YOUR OBJECTIVE.
Lines holding the string "cookie": copy each one from the listing below.

DATA FOR REVIEW.
####################

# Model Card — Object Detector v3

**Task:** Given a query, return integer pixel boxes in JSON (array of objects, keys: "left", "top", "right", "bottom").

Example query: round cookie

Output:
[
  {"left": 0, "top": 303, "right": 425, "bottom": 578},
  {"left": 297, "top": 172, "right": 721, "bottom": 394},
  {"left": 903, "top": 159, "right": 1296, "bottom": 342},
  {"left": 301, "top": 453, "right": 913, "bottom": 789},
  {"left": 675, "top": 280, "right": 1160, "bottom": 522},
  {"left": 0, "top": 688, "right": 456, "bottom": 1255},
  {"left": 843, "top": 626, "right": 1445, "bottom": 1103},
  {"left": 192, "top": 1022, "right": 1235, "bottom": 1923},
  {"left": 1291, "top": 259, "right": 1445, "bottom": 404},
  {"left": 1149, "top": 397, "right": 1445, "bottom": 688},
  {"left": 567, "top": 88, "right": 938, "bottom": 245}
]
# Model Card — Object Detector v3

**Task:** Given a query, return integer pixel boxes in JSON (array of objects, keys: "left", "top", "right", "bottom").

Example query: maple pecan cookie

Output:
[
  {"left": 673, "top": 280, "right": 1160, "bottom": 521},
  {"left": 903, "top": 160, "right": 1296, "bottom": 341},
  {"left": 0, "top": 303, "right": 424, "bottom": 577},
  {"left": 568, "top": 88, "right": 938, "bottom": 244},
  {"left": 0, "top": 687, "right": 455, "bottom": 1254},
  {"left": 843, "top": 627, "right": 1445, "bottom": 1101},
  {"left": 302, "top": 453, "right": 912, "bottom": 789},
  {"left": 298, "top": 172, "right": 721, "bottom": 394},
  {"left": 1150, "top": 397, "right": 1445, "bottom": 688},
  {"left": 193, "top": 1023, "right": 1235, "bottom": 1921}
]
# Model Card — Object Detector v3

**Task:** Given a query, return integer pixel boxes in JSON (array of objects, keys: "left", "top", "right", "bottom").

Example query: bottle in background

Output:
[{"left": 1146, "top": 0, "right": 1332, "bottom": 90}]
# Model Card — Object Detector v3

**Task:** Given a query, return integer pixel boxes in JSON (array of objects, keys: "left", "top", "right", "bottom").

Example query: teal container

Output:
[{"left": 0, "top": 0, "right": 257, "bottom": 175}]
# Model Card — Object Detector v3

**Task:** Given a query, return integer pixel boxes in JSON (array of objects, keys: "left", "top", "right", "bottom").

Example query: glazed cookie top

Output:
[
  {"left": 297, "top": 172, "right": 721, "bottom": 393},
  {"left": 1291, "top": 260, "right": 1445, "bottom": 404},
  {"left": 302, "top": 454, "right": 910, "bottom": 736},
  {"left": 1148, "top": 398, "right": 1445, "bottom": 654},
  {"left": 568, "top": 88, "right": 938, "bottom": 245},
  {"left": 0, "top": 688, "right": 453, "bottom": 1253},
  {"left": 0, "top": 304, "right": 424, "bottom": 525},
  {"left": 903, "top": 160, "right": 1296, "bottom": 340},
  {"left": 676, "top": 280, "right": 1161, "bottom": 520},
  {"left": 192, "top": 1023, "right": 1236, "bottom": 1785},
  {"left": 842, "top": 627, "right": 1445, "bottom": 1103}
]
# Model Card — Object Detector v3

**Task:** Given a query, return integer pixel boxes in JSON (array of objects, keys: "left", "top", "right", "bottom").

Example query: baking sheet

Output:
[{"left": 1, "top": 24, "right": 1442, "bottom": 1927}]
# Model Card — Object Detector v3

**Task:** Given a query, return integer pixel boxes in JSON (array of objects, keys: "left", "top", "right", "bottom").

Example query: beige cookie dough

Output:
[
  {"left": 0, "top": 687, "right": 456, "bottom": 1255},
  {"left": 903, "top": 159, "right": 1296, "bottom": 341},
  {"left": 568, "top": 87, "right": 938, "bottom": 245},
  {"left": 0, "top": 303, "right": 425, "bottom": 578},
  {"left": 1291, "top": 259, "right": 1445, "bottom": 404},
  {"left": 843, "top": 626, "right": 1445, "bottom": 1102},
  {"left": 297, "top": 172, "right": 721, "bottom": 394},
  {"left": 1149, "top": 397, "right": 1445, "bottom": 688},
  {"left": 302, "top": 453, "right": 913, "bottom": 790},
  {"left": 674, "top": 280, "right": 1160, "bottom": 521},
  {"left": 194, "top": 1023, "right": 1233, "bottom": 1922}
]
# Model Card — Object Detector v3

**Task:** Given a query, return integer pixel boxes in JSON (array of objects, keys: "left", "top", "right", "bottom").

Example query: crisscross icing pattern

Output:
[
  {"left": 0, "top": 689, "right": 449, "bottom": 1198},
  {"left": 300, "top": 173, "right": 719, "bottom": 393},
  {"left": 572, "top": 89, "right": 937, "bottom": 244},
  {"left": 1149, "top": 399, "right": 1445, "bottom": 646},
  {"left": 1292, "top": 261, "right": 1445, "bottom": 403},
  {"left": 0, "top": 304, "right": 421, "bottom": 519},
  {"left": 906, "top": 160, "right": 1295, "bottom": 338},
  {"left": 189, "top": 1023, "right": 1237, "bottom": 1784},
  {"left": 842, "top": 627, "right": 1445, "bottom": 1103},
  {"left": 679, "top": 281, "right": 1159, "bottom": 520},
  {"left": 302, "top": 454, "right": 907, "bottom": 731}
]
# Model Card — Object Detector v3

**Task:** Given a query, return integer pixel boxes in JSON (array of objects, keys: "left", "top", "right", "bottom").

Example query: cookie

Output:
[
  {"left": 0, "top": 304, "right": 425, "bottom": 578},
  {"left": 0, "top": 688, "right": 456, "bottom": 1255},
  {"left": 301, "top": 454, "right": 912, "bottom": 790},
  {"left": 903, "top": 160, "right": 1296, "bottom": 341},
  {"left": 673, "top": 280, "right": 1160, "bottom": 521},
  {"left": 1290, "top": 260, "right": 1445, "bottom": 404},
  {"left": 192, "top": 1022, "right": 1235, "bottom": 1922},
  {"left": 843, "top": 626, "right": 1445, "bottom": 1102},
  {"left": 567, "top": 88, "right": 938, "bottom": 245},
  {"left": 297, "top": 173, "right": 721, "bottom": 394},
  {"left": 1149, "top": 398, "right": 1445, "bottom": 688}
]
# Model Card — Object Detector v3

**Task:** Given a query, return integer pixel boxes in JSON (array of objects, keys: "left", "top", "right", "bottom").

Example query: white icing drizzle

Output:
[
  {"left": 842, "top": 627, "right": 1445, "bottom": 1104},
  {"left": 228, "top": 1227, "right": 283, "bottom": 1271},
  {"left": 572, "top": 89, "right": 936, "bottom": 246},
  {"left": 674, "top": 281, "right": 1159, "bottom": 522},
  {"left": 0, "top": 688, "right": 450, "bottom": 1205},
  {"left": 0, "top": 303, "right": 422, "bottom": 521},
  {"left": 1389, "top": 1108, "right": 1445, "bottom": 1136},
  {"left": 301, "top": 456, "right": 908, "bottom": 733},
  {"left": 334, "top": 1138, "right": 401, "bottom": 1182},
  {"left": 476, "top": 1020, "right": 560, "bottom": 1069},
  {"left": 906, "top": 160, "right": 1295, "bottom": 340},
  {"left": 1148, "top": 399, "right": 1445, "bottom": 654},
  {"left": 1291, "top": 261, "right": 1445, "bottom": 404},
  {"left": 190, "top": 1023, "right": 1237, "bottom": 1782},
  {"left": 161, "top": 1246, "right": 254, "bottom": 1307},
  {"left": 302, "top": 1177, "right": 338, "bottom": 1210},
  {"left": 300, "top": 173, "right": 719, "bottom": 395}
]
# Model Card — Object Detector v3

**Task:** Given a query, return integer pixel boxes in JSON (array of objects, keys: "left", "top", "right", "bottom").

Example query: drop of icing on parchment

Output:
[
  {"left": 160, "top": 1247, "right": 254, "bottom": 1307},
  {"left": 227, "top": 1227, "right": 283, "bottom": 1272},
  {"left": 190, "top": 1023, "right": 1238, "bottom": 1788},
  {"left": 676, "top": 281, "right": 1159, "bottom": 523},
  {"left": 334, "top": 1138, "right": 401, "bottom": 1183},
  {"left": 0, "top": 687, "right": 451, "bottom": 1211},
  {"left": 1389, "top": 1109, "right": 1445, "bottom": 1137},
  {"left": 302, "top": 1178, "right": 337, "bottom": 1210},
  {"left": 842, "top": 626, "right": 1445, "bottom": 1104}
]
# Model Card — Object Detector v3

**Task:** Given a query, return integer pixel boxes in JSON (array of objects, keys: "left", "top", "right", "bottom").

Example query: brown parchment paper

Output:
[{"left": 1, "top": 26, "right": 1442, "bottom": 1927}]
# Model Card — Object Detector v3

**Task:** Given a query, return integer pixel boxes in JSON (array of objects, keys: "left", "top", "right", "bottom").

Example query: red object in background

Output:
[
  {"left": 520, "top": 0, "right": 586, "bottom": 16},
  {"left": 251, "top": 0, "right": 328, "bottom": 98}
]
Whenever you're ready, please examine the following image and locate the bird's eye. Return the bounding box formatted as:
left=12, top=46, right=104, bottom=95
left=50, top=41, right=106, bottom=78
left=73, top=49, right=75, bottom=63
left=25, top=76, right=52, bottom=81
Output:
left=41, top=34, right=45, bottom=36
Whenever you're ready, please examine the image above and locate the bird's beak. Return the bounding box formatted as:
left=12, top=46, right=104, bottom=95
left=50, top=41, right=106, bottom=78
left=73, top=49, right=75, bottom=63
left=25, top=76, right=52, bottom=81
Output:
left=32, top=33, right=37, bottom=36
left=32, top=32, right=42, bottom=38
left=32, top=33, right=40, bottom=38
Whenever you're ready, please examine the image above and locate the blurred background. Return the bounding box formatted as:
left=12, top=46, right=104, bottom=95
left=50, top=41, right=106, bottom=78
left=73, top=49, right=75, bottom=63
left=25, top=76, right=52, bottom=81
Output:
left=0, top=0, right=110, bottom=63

####################

WORKED SOLUTION.
Example query: round cookie
Example query: maple pecan cookie
Example query: glazed cookie top
Example query: beige cookie dough
Example query: cookie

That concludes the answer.